(Beginning of Task data)

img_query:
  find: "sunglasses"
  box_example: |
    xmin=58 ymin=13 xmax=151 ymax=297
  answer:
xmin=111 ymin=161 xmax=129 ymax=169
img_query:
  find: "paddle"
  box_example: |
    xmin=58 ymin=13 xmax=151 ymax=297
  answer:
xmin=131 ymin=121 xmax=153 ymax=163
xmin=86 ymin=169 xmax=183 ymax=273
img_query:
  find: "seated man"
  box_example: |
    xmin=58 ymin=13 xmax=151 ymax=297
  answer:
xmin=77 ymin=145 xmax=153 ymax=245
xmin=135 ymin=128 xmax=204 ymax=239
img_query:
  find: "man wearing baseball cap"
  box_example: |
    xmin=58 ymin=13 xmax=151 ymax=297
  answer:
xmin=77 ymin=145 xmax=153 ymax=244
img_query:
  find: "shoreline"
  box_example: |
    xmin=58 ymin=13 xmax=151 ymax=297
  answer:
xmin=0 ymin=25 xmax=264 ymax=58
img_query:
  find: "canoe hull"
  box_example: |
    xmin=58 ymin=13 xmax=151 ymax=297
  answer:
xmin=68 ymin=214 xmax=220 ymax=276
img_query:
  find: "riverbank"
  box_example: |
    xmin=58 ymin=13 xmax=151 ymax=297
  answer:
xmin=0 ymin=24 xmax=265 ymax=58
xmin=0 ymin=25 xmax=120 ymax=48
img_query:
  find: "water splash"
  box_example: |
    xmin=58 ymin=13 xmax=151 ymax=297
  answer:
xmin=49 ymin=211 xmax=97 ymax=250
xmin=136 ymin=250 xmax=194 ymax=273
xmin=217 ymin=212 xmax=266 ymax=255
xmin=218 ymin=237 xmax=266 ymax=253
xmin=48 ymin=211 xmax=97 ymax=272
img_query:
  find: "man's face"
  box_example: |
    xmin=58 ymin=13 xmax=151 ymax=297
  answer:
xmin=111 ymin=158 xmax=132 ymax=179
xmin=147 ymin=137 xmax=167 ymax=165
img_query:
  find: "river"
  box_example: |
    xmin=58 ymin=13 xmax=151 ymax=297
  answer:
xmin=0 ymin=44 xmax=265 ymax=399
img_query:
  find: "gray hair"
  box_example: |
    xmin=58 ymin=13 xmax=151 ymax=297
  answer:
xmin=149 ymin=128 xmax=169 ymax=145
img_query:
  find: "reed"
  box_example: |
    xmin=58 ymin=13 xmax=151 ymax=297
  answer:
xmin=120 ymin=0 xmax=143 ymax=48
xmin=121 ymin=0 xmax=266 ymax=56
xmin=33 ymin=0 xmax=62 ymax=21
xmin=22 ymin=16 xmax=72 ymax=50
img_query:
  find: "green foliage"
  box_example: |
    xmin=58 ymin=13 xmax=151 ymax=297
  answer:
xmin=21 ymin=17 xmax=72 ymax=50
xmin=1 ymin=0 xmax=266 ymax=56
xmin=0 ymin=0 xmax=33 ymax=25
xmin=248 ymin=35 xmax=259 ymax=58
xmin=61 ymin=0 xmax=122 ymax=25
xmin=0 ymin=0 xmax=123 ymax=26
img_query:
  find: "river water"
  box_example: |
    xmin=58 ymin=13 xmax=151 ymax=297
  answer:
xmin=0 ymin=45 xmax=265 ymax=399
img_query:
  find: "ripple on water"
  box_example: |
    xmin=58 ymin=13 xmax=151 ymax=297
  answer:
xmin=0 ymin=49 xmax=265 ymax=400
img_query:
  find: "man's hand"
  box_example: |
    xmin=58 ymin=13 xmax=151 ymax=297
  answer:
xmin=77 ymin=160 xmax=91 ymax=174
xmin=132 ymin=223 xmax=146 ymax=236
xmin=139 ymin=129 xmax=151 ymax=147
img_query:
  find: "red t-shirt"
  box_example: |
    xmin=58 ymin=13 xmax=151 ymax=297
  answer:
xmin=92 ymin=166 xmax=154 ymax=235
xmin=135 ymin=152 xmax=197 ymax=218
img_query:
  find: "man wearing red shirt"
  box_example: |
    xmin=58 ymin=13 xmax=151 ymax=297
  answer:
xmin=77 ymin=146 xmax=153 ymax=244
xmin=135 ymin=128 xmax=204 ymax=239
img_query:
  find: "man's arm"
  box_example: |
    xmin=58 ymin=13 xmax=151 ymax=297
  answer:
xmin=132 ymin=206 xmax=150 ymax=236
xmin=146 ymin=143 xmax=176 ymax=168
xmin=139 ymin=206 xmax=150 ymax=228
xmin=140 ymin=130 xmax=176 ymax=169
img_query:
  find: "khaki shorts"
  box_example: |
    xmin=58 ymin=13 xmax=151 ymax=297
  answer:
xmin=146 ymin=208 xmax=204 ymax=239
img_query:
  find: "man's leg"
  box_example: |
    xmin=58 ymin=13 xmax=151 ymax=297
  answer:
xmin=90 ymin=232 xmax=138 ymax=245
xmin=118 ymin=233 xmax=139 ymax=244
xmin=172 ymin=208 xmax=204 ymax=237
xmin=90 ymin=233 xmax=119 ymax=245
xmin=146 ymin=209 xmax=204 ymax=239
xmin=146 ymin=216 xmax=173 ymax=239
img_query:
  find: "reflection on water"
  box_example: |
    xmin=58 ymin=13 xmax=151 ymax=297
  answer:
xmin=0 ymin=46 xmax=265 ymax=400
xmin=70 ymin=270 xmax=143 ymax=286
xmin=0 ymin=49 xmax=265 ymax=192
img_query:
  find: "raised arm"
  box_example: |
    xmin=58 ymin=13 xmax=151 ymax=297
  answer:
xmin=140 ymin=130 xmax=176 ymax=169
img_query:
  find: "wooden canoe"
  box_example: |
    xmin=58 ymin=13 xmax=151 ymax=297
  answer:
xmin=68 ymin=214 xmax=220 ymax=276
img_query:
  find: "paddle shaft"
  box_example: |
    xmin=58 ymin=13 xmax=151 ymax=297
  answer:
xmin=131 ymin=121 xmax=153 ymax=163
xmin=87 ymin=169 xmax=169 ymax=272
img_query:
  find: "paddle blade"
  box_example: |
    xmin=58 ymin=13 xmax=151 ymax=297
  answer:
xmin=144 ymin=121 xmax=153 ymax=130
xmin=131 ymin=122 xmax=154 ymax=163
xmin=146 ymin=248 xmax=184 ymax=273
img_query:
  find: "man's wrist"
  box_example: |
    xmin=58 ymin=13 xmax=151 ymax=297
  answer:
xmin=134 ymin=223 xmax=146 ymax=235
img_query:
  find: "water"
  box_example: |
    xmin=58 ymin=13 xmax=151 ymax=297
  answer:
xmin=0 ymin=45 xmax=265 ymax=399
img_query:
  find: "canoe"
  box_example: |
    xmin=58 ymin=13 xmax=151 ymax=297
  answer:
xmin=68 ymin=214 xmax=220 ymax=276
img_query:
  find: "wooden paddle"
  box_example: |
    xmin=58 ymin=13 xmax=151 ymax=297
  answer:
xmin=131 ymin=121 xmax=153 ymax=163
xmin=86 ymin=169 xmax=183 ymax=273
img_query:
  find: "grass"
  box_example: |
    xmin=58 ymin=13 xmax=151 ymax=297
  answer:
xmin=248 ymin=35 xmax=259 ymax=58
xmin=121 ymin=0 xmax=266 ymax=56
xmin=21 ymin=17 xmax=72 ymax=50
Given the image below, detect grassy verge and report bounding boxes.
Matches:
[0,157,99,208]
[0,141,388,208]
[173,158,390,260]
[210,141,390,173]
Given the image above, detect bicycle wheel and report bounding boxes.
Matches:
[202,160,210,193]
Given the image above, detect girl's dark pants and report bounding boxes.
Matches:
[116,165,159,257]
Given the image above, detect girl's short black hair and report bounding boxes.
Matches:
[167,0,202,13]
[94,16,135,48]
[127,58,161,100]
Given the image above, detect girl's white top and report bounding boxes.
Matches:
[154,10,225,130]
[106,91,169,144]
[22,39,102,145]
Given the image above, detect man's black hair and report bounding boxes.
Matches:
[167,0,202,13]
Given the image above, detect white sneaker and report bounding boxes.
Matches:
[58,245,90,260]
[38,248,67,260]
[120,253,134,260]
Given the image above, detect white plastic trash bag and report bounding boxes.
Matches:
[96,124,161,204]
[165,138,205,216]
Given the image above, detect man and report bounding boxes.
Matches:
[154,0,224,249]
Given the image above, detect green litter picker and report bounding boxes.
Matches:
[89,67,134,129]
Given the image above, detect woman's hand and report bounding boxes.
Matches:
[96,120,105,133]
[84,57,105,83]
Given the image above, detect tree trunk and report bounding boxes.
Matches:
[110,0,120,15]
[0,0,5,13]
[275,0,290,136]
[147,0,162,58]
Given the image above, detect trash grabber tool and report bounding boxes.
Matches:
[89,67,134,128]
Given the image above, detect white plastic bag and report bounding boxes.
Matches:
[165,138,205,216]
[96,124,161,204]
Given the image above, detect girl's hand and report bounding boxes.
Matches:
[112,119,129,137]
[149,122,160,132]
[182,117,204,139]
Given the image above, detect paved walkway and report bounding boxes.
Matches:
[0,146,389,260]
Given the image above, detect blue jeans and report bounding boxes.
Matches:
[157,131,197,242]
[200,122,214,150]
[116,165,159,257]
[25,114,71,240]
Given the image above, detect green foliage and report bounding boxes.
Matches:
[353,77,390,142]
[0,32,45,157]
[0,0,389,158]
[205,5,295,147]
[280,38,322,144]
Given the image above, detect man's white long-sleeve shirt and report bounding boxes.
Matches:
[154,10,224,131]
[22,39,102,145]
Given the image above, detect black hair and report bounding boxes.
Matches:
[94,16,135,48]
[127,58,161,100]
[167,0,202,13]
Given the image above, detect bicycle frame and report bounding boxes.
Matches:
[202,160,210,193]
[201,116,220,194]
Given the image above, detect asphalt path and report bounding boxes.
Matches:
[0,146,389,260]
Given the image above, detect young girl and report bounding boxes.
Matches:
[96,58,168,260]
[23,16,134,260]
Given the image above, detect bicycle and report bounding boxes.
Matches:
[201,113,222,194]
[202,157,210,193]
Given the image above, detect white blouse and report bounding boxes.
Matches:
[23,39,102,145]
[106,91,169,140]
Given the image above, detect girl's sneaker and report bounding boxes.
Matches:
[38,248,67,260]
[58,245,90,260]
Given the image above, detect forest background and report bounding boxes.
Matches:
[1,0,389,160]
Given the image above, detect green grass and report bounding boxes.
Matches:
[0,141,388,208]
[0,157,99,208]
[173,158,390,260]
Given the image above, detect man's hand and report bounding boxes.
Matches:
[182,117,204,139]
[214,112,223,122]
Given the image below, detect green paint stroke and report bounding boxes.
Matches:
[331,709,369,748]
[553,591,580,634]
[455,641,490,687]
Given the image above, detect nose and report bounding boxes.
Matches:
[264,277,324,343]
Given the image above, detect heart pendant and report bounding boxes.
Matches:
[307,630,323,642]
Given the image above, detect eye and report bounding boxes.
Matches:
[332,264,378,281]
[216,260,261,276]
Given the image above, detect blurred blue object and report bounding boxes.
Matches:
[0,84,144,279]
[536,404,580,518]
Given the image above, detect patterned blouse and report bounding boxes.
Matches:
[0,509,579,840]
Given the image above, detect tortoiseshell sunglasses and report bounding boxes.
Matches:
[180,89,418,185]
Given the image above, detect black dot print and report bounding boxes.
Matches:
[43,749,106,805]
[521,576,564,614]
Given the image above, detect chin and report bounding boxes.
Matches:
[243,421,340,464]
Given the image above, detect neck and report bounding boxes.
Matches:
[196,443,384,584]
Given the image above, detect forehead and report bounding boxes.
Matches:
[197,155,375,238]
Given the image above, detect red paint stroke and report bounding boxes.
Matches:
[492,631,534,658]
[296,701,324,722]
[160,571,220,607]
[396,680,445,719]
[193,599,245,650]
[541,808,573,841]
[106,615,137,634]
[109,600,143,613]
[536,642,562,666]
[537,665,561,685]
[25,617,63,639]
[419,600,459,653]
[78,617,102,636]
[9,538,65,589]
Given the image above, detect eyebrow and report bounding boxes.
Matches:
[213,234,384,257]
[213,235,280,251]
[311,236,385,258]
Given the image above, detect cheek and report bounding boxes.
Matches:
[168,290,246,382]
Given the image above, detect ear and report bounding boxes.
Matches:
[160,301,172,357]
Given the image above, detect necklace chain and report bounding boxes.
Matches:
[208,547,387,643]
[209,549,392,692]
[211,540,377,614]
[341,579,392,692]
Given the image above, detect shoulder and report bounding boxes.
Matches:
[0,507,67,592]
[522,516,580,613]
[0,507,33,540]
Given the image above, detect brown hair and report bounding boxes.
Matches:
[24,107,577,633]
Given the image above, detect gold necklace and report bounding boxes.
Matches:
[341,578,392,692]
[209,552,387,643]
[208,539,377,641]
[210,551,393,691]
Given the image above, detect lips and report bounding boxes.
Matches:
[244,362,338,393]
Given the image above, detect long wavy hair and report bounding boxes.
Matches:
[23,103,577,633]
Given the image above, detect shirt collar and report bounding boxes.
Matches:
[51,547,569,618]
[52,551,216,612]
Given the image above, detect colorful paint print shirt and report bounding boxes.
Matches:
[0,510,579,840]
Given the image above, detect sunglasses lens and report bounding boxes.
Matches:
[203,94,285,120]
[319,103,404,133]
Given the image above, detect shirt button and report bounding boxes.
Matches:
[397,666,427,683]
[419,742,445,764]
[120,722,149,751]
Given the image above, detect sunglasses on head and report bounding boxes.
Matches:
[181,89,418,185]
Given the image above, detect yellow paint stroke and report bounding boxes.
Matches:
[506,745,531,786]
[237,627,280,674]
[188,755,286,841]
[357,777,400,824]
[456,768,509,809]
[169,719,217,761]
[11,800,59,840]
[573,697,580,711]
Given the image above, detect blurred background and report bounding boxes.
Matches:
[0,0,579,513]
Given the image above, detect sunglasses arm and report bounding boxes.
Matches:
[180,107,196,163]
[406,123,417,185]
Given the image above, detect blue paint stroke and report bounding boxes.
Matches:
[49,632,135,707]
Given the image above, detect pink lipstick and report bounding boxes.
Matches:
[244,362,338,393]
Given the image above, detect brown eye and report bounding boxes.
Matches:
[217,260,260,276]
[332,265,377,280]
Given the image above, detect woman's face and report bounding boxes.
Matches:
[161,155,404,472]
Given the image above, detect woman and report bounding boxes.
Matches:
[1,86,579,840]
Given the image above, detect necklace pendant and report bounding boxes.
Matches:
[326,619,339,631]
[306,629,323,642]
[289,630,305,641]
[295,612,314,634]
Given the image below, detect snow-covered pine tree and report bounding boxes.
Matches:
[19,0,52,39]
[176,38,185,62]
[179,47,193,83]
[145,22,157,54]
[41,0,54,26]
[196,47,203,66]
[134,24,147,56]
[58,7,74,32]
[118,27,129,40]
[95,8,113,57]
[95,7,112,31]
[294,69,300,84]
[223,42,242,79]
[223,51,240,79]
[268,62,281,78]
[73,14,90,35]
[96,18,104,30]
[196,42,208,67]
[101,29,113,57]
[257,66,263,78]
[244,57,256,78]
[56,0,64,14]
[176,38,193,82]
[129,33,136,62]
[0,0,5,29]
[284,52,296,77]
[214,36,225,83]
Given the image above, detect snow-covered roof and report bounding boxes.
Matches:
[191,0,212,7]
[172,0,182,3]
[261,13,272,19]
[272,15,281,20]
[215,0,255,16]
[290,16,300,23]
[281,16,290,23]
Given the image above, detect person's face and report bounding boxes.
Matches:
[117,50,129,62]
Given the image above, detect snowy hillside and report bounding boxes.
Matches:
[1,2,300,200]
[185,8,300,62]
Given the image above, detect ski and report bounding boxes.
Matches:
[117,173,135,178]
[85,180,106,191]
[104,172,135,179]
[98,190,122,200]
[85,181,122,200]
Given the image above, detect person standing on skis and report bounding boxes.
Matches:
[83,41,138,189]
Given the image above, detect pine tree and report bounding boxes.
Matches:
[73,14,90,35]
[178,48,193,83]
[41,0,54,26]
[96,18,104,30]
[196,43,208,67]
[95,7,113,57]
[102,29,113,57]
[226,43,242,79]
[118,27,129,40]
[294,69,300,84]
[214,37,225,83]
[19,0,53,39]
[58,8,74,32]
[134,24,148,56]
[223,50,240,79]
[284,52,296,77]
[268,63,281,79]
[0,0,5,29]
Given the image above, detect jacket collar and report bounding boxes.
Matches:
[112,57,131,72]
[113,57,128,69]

(End of Task data)

Your instructions: Filter the lines above, keeping and copying those that contain "black".

Output below:
Given the image above, detect girl's short black hair and report bounding boxes.
Given the image above, detect man's black hair and report bounding boxes.
Given the image above, detect black hair and report bounding boxes.
Given the image above, detect black dot print and report bounding boxes.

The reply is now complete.